◆ WHAT TO PRODUCE:
Output every record below exactly.

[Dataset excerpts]
________________________________________
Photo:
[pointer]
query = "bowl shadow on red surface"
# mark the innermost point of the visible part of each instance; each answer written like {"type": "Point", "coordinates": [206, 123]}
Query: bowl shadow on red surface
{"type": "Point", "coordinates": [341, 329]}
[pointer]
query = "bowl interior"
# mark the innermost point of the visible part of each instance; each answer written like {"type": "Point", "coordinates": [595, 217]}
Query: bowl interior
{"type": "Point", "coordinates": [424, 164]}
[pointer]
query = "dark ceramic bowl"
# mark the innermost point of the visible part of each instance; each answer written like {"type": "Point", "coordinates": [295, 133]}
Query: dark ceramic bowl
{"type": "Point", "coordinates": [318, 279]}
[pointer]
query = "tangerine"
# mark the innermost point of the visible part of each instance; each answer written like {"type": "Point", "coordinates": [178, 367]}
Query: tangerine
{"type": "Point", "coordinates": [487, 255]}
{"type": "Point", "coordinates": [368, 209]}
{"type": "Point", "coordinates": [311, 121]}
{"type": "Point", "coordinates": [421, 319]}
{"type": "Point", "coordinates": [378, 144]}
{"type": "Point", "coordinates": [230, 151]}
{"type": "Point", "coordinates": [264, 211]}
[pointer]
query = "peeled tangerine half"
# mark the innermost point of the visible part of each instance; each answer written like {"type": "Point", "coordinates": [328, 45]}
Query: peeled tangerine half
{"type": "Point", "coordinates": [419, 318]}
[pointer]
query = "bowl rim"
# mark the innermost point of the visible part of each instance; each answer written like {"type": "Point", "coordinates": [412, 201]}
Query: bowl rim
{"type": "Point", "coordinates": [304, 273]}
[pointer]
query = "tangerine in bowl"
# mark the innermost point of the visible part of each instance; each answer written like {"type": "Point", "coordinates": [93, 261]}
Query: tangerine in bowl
________________________________________
◆ YOUR RESPONSE:
Photo:
[pointer]
query = "bowl shadow on red surface"
# mark the innermost point of the visible part of each instance; each answer written like {"type": "Point", "coordinates": [206, 123]}
Query: bowl shadow on red surface
{"type": "Point", "coordinates": [341, 329]}
[pointer]
query = "bowl interior"
# mark the innermost point of the visible part of each instance; each answer written like {"type": "Point", "coordinates": [595, 217]}
Query: bowl interior
{"type": "Point", "coordinates": [424, 164]}
[pointer]
query = "dark ceramic bowl"
# mark the innermost point of the visible part of each instance; each answer written like {"type": "Point", "coordinates": [295, 133]}
Query: dark ceramic bowl
{"type": "Point", "coordinates": [318, 279]}
[pointer]
query = "tangerine"
# mark the innermost point of the visible part of each instance; each answer written like {"type": "Point", "coordinates": [178, 367]}
Query: tangerine
{"type": "Point", "coordinates": [487, 255]}
{"type": "Point", "coordinates": [368, 209]}
{"type": "Point", "coordinates": [311, 121]}
{"type": "Point", "coordinates": [421, 319]}
{"type": "Point", "coordinates": [378, 144]}
{"type": "Point", "coordinates": [230, 151]}
{"type": "Point", "coordinates": [264, 211]}
[pointer]
query = "peeled tangerine half"
# mark the innermost point of the visible part of each instance; each answer written like {"type": "Point", "coordinates": [328, 45]}
Query: peeled tangerine half
{"type": "Point", "coordinates": [419, 318]}
[pointer]
query = "bowl rim"
# mark the innermost point of the visible part of each instance; each answer written like {"type": "Point", "coordinates": [412, 201]}
Query: bowl rim
{"type": "Point", "coordinates": [304, 273]}
[pointer]
query = "tangerine in bowl"
# mark the innermost point of the visible part of each instance; each answer written like {"type": "Point", "coordinates": [93, 261]}
Query: tangerine in bowl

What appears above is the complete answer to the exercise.